§ What is required: Return each line of the listing that contains the string "bank".

§ Input data:
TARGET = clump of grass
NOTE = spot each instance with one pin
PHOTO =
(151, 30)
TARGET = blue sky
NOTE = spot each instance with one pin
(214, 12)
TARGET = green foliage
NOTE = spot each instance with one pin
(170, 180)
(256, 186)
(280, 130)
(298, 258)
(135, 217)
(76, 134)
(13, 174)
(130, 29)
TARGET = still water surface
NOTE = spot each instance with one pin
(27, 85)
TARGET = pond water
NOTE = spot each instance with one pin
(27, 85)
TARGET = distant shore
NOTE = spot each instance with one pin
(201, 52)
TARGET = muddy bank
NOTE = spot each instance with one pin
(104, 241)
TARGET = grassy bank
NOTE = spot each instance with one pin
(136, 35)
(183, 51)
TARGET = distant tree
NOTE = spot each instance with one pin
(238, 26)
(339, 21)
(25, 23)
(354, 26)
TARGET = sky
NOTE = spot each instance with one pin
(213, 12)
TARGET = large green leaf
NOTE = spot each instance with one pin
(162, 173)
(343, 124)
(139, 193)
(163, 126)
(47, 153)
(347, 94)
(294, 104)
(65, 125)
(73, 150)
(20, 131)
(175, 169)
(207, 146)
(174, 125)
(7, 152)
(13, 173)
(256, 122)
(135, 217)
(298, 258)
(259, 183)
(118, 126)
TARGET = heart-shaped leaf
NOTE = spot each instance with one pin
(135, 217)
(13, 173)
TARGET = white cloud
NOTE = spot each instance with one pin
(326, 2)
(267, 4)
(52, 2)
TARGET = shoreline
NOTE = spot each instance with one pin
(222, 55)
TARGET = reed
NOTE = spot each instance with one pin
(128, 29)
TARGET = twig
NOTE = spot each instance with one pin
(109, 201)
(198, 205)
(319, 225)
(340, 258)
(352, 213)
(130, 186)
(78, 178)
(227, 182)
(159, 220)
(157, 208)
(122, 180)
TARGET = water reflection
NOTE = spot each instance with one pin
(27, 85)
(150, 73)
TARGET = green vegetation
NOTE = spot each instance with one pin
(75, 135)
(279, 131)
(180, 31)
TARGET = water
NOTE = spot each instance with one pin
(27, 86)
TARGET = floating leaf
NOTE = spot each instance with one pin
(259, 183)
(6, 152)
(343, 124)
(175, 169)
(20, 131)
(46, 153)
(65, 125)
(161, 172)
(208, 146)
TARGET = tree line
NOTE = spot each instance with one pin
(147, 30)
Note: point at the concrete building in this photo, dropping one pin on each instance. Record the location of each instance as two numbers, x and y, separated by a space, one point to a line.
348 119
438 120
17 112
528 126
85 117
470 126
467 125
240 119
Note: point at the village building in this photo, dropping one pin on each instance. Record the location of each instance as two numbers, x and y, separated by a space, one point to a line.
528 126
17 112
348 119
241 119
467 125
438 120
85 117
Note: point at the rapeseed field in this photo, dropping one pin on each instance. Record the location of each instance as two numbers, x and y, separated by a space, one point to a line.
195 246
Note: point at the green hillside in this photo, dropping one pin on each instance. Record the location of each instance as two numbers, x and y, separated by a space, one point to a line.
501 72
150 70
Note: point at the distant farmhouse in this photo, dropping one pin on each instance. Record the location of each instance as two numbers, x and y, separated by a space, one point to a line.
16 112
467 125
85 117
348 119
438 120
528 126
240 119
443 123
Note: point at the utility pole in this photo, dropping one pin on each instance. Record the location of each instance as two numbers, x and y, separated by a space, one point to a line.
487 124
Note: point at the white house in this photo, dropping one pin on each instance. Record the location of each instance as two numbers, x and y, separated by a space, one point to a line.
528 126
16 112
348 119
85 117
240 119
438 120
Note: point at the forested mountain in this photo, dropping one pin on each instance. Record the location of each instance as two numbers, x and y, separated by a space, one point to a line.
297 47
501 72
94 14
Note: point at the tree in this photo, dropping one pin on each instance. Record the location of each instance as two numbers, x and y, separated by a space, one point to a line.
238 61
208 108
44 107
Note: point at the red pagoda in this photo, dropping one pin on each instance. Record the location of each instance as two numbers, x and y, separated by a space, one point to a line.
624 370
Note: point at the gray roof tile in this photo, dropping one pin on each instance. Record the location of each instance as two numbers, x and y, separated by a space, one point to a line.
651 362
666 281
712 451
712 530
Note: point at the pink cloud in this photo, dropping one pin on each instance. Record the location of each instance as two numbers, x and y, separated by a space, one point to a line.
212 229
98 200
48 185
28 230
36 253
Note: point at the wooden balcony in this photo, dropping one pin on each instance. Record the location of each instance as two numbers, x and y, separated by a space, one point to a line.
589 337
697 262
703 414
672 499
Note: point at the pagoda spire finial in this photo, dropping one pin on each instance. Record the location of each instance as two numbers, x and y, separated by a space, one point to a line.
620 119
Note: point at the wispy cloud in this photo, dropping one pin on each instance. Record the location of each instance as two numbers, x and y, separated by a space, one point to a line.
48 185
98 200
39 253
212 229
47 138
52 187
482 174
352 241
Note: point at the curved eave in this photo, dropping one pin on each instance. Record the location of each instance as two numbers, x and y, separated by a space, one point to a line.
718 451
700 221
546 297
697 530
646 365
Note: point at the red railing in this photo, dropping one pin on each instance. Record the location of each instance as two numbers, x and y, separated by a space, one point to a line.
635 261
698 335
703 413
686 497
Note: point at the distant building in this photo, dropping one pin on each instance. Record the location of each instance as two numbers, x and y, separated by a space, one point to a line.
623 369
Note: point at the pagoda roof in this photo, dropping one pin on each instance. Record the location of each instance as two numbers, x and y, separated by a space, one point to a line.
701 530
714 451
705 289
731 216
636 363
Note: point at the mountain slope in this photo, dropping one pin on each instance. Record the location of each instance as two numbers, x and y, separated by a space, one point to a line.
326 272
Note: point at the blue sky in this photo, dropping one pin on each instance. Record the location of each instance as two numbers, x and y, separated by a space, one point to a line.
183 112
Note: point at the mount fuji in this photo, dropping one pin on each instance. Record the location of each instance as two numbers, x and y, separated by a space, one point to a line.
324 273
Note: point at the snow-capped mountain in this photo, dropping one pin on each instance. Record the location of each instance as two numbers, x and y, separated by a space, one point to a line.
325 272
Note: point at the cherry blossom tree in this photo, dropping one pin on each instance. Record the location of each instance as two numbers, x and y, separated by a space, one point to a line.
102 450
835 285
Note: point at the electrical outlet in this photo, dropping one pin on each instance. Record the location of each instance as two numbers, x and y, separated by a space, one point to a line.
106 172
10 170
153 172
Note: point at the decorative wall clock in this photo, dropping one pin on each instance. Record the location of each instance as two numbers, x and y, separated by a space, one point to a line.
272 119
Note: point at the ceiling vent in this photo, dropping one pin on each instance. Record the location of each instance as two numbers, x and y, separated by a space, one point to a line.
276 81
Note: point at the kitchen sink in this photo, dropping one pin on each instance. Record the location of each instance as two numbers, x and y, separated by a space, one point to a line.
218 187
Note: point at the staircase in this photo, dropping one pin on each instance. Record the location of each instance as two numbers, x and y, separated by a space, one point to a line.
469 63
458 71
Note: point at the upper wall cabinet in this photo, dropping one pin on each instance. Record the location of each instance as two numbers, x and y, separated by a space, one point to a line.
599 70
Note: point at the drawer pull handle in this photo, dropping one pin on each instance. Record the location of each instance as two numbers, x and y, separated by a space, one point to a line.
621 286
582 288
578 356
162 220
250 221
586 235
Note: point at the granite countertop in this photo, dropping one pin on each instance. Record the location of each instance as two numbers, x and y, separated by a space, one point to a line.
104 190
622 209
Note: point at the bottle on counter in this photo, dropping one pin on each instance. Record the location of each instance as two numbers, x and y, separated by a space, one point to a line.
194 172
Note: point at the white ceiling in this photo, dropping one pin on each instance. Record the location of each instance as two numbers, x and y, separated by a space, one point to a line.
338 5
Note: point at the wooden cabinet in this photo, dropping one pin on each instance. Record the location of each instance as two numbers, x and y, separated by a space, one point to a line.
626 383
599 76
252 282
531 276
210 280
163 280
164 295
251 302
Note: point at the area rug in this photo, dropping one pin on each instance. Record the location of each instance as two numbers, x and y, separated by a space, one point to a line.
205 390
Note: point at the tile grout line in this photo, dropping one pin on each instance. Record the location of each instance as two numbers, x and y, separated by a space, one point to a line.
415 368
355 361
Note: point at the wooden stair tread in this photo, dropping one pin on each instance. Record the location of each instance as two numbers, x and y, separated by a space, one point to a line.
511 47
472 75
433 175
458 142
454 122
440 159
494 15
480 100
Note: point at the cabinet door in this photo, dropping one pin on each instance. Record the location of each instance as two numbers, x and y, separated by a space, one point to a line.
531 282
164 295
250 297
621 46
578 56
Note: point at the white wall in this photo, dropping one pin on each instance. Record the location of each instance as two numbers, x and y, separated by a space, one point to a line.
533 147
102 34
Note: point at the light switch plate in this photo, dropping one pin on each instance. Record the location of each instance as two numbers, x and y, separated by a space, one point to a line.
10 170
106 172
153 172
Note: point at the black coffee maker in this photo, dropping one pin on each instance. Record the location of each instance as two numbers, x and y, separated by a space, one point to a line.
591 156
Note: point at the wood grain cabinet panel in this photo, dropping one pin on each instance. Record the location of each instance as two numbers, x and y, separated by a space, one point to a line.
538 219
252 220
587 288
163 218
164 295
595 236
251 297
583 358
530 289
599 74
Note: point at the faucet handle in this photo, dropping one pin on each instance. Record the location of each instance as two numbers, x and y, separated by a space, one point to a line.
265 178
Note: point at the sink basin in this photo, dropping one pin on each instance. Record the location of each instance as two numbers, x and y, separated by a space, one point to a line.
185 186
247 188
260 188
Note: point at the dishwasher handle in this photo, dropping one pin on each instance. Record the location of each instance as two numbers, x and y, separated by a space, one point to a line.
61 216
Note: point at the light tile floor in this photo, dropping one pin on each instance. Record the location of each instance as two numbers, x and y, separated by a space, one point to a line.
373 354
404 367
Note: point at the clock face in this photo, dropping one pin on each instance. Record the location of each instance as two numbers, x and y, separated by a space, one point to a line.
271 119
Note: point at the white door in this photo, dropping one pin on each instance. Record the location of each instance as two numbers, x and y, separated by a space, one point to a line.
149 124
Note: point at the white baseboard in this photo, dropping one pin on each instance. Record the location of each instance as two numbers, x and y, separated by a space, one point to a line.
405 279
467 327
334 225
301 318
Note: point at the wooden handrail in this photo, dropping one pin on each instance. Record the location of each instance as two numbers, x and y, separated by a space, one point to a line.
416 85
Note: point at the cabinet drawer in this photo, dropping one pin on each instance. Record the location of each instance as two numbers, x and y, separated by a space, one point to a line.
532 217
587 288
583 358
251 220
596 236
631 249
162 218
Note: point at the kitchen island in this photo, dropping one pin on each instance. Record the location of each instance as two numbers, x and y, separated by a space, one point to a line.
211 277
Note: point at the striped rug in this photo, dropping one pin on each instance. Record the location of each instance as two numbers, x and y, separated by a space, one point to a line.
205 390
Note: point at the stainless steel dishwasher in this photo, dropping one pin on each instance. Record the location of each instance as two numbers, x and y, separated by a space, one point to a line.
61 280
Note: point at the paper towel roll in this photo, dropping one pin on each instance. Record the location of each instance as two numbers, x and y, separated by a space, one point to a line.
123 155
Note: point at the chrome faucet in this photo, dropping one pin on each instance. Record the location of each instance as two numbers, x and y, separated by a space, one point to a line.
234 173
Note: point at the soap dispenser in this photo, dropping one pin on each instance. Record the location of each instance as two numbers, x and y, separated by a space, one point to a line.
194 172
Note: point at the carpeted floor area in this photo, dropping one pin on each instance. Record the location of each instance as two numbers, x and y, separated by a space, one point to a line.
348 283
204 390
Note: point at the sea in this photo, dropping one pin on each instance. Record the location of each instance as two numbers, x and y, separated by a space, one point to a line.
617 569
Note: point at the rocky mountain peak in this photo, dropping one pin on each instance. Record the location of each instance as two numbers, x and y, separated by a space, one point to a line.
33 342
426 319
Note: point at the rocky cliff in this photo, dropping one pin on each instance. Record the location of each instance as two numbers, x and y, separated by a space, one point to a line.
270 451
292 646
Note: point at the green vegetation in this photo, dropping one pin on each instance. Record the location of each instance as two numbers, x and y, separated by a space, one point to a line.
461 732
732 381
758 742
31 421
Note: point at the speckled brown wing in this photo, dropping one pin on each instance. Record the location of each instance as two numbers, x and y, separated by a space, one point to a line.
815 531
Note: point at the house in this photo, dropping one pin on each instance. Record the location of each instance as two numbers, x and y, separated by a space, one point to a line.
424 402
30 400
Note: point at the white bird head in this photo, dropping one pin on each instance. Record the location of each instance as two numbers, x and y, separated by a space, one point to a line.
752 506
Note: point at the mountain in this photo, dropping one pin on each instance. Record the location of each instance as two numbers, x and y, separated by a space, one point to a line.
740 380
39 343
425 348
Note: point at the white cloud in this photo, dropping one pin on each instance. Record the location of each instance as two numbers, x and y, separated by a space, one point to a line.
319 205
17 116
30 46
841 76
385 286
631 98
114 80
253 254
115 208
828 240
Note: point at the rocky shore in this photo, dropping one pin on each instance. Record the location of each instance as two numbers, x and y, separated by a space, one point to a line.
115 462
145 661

§ Output of the task:
TARGET = muddy bank
TARGET = grassy bank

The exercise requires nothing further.